◆ Task statement
Copy out every row below word for word, changing nothing.

Collected data
-- -- --
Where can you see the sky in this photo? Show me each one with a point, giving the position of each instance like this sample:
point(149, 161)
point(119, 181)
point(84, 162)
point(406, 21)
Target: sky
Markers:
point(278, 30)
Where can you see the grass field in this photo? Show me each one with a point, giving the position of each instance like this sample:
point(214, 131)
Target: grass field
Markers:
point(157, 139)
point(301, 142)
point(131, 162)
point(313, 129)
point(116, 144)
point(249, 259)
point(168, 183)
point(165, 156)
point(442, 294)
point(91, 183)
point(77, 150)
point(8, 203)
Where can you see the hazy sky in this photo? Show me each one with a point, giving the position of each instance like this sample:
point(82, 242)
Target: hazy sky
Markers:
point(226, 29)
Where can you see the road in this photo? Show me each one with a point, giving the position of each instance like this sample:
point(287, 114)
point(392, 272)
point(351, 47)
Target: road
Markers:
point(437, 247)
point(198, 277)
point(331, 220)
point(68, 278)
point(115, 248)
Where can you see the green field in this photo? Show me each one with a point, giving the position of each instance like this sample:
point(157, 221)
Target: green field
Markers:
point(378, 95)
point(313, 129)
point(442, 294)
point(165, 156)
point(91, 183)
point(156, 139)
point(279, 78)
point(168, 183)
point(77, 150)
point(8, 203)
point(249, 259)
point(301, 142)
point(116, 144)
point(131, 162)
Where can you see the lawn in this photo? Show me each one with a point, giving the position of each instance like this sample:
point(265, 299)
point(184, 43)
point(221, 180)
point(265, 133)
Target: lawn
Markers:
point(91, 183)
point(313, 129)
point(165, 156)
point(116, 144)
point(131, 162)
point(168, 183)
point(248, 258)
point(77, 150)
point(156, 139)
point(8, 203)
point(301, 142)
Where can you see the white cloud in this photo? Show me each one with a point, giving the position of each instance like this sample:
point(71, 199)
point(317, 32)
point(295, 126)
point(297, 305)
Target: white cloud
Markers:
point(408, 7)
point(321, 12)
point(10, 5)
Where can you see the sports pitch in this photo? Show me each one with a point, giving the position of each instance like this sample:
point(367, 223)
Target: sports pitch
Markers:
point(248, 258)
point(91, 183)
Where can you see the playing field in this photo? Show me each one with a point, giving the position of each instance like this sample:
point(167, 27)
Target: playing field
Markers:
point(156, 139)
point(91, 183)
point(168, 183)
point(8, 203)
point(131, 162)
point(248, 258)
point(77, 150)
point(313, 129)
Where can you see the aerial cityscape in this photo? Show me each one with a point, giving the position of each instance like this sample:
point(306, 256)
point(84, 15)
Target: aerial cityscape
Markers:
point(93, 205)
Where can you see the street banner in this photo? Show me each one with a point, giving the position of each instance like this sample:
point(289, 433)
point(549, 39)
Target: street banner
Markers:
-- -- --
◆ The answer
Where can you see the sky in this photo? Show me each one with a point, giving the position of each instance like this sample:
point(149, 161)
point(119, 181)
point(84, 162)
point(406, 21)
Target: sky
Markers:
point(278, 30)
Where can you see the grass field in this photo? Show me each one with a point, giving the position of each instance like this sample:
point(214, 131)
Target: grass field
Markers:
point(157, 139)
point(301, 142)
point(131, 162)
point(313, 129)
point(116, 144)
point(249, 259)
point(168, 183)
point(165, 156)
point(442, 294)
point(91, 183)
point(77, 150)
point(8, 203)
Where can you see the hazy sky in this photo? Show me each one with a point, giving the position of each instance like this sample:
point(82, 242)
Target: hazy sky
Markers:
point(226, 29)
Where can you see the road in this photo? Show me each one with a point, giving the position of each instance like this sample:
point(287, 114)
point(392, 272)
point(351, 47)
Target: road
Markers:
point(437, 247)
point(198, 277)
point(331, 220)
point(68, 278)
point(115, 248)
Where can you see the green field in this photo? Show me each one with a point, giving the position of each instance like this sample:
point(157, 221)
Target: green field
Markers:
point(378, 95)
point(313, 129)
point(442, 294)
point(165, 156)
point(91, 183)
point(156, 139)
point(279, 78)
point(168, 183)
point(77, 150)
point(8, 203)
point(249, 259)
point(301, 142)
point(116, 144)
point(131, 162)
Where can you see the lawn in this photo? Show me each one with a point, giving the position of each instance like this sample:
point(265, 299)
point(184, 43)
point(221, 180)
point(265, 133)
Target: lawn
Markers:
point(91, 183)
point(313, 129)
point(165, 156)
point(116, 144)
point(131, 162)
point(168, 183)
point(248, 258)
point(77, 150)
point(156, 139)
point(8, 203)
point(301, 142)
Where can you see the white cloud in this photo? Show me each one with a point, giving the position of each instance like this sample:
point(71, 199)
point(317, 32)
point(295, 126)
point(297, 305)
Target: white cloud
Markers:
point(408, 7)
point(321, 12)
point(10, 5)
Where can you see the sports pitch in this photo? Show me each one with a point, giving the position of each instance like this sample:
point(367, 223)
Target: sports pitch
Markers:
point(248, 258)
point(91, 183)
Where can you see the playing field in this photo? Show me each one with a point, giving the position of each instance like this sample:
point(167, 27)
Target: playing field
Markers:
point(156, 139)
point(91, 183)
point(168, 183)
point(8, 203)
point(131, 162)
point(248, 258)
point(77, 150)
point(313, 129)
Where can you see the aerial cityscape in this photo? Show me each one with a point, giving the position of each instance like this sample:
point(306, 256)
point(84, 15)
Target: aerial cityscape
Markers:
point(93, 205)
Where can you see the street banner in this photo? Show me each one with a point, giving the position of each instance like this sample:
point(289, 433)
point(549, 39)
Target: street banner
Markers:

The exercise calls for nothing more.